# Yazılı Alıştırma 1
Sivil itaatsizlik yazısını "Sistem krizinin ulaştığı" sözlerinin bulunduğu yerden başlayıp "büyük görevler düşüyor." sözlerinden sonra durarak yeniden yazın. Bu bölümde "siyaset bilimcilere" ifadesini "iktisatçılara" olarak yeniden adlandırın.
# Yazılı Alıştırma 2
Sivil itaatsizlik yazısını kaldığı yerden sürdürün.

# Alıntı
▼

18 Ağustos 2013 Pazar

Sivil İtaatsizlik Üzerine Çalışma Notları -1-


GİRİŞ

21. yüzyılda dünyada ve ülkemizde yaşanan gelişmeler bizi sivil itaatsizlik konusuna daha yakından eğilmeye ve bu konuyu tartışmaya yöneltiyor. Haziran Direnişi(bu isimlendirmeyi daha doğru buluyorum, çünkü eylemler bir park adıyla özdeşleştirilmenin çok ötesinde, yurt sathına yayılmış, Anadolu’nun ücra köylerinde dahi etkisini göstermiştir), Occupy Wallstreet eylemleri toplumsal hareketlerde yeni yöntemlerin ve yeni eylem modellerinin gelişmesinin önünü açıyor. Bu yeni eylem modellerinin gelişiminde sosyal medyanın etkisi ve gücü ise birçok iletişim ve medya uzmanı açısından incelenmeyi bekleyen ayrı bir tez konusu değeri taşıyor.

Sistem krizinin ulaştığı son nokta, 20. yüzyılın başlarında teorileşmeye ve üzerine tartışmalar açılmaya başlanan "sivil itaatsizlik" meselesini bugün için çok daha önemli bir yere taşıyor. Derin uykuda yaşam mücadelesi veren ve kulağına fısıldanan iyimser eleştiriler ile uyanmasına imkan olmayan Türk Soluna yeni ufuklar açması gereken, -bizim için- yeni olan sivil itaatsizlik alanı, bugün üzerine daha çok çalışmayı ve tartışmayı gerektiriyor. Özellikle hukukçulara, siyaset bilimcilere ve sosyologlara büyük görevler düşüyor.

Kaleme aldığımız bu yazımızda, meseleyi üç bölümde inceleyeceğiz. Öncelikle Sivil İtaatsizlik olgusunun temel unsurlarını, daha sonra dünyada sivil itaatsizlik alanında sergilenmiş pratikleri ve nihai olarak da Türkiye'de sivil itaatsizlik eylemlerini, bu eylemlerin politik etkilerini inceleyeceğiz. Ve belirtmek gerekir ki, üç bölüm olarak paylaşacağım bu yazılar daha nitelikli bir çalışmanın ön taslaklarıdır. Bu nedenle tüm katkılara, eleştiri ve düzeltmelere açıktır. Ülkemizde bu alandaki çeviri ve yazılan eser eksikliği de göz önünde bulundurulursa, içine düşeceğimiz tüm hatalar ve eksiklikler için şimdiden affınıza sığınırız.

▲

# Çıkarılan Kayıtlar
▼

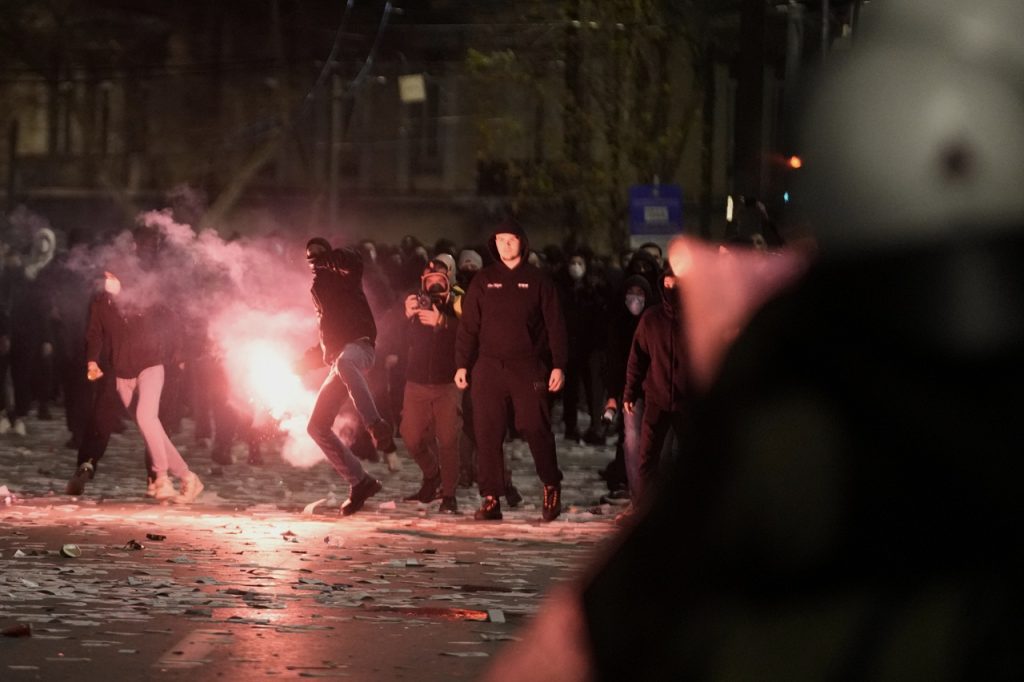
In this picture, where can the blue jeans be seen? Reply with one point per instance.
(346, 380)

▲
▼

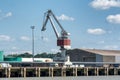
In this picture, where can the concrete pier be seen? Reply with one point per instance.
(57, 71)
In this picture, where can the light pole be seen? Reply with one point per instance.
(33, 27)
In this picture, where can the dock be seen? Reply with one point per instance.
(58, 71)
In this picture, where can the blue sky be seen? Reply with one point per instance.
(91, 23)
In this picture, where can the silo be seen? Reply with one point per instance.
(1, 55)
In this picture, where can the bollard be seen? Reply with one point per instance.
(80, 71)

▲
▼

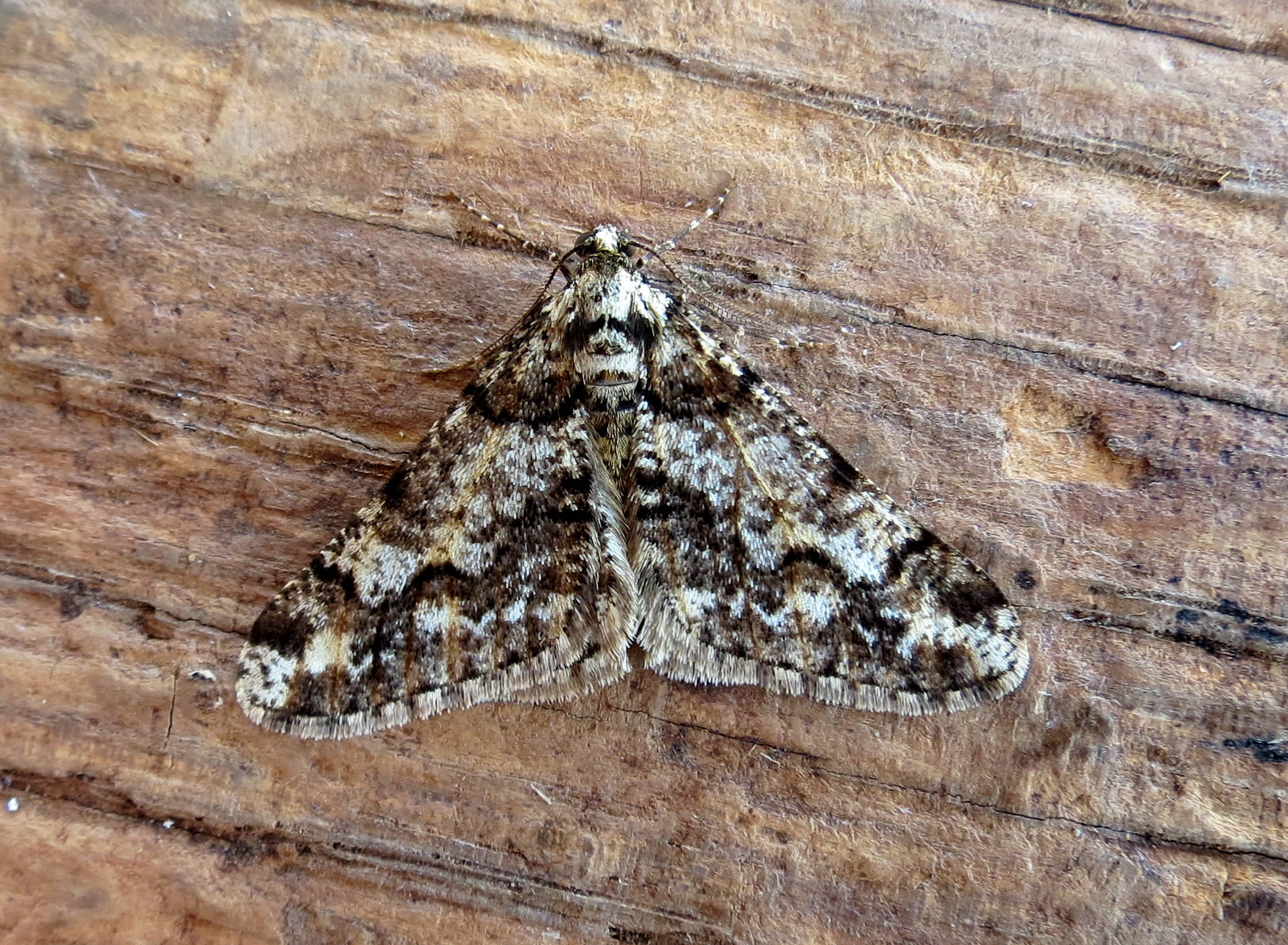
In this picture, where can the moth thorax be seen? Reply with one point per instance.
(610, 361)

▲

# Yazılı Yanıt 1
Sistem krizinin ulaştığı son nokta, 20. yüzyılın başlarında teorileşmeye ve üzerine tartışmalar açılmaya başlanan "sivil itaatsizlik" meselesini bugün için çok daha önemli bir yere taşıyor. Derin uykuda yaşam mücadelesi veren ve kulağına fısıldanan iyimser eleştiriler ile uyanmasına imkan olmayan Türk Soluna yeni ufuklar açması gereken, -bizim için- yeni olan sivil itaatsizlik alanı, bugün üzerine daha çok çalışmayı ve tartışmayı gerektiriyor. Özellikle hukukçulara, iktisatçılara ve sosyologlara büyük görevler düşüyor.

# Yazılı Yanıt 2
SİVİL İTAATSİZLİK NEDİR?

"Neden yasalara uyarız" sorusunun cevabı totolojik bir form içerisinde verilir; Yasalara yasa oldukları için uyulur. Bugün Türkiye'de herhangi bir hukuk fakültesinde eğitim görmekte olan öğrencilerin birçoğu da bu soruya aynı cevabı vererek, düşünmenin, düşüncenin ve tartışmanın kendisinden kaçınacaktırlar. Biz bu soruya belki ayakları havada kalacak bir cevap olarak şunu verebiliriz; Toplumsal Sözleşme.

Ancak yasalar bilerek veya bilmeyerek birçok kişi tarafından ihlal edilirler. Yasaları bilerek ihlal edenleri ise ikiye ayırarak incelemek doğru olacaktır; adi suçlular ve siyasi suçlular. Suçlular suçlarını meşrulaştırmak için bir takım gerekçeler ortaya koyarlar. Adi suçlular yasaları ihlal etmelerini toplumsal ve bireysel gerekçelerle meşrulaştırmaya çalışırken, siyasi suçlular eylemlerini(ihlal hareketini) esas olarak ahlaki-etik çerçevede, politik terimler ile gerekçelendirerek meşrulaştırırlar.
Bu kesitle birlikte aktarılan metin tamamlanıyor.